» Instructions for the task
Return every line of the records that contains the string "head", matching case exactly.

[Start of Task data]

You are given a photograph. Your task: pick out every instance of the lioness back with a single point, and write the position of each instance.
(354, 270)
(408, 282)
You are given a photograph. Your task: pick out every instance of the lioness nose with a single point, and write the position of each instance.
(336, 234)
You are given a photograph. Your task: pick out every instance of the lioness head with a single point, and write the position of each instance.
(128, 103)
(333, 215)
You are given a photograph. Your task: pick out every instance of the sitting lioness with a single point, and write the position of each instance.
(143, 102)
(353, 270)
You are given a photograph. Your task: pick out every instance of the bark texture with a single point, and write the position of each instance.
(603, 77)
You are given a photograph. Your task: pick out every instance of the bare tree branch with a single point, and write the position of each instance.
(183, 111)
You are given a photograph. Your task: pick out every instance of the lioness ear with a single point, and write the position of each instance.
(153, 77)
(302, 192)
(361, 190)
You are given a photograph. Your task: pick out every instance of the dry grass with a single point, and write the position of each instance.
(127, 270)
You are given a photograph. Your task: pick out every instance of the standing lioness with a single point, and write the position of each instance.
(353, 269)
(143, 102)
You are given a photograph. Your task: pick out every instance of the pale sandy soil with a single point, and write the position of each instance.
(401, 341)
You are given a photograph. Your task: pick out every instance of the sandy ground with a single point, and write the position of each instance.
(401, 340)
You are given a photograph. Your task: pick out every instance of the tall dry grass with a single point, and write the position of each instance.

[End of Task data]
[Start of Task data]

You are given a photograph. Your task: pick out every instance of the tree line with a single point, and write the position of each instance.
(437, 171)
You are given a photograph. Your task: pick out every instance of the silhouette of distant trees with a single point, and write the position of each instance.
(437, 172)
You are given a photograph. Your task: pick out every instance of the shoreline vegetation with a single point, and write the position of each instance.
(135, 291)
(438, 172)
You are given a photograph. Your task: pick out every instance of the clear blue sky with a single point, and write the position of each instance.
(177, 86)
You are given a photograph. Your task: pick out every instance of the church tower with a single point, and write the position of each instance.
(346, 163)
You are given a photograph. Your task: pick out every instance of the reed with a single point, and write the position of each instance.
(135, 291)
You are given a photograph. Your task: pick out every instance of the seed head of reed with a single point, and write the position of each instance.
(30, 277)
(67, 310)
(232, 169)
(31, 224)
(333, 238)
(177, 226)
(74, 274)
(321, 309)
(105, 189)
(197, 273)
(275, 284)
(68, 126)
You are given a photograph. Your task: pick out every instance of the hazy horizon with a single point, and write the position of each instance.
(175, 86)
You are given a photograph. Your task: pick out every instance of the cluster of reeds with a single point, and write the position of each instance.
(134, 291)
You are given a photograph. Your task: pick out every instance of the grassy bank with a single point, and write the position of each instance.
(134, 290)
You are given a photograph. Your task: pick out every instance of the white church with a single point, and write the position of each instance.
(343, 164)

[End of Task data]
[Start of Task data]

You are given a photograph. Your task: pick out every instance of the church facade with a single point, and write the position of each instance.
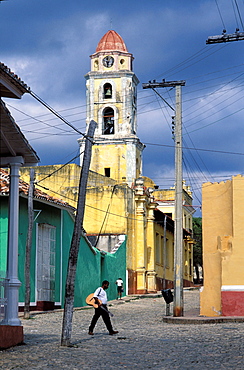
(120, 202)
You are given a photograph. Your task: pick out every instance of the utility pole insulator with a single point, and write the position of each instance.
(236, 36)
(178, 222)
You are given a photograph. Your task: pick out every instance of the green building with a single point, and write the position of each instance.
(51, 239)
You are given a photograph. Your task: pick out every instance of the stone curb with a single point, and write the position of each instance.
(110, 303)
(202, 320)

[End of Task data]

» Exercise solution
You are given a photograph. Your task: pick out every instance of the lioness head with a single point, and write the position of each instance.
You are given a photograph. Your task: pick out every instance of the seed head of reed with a single point, and write the position of each instance.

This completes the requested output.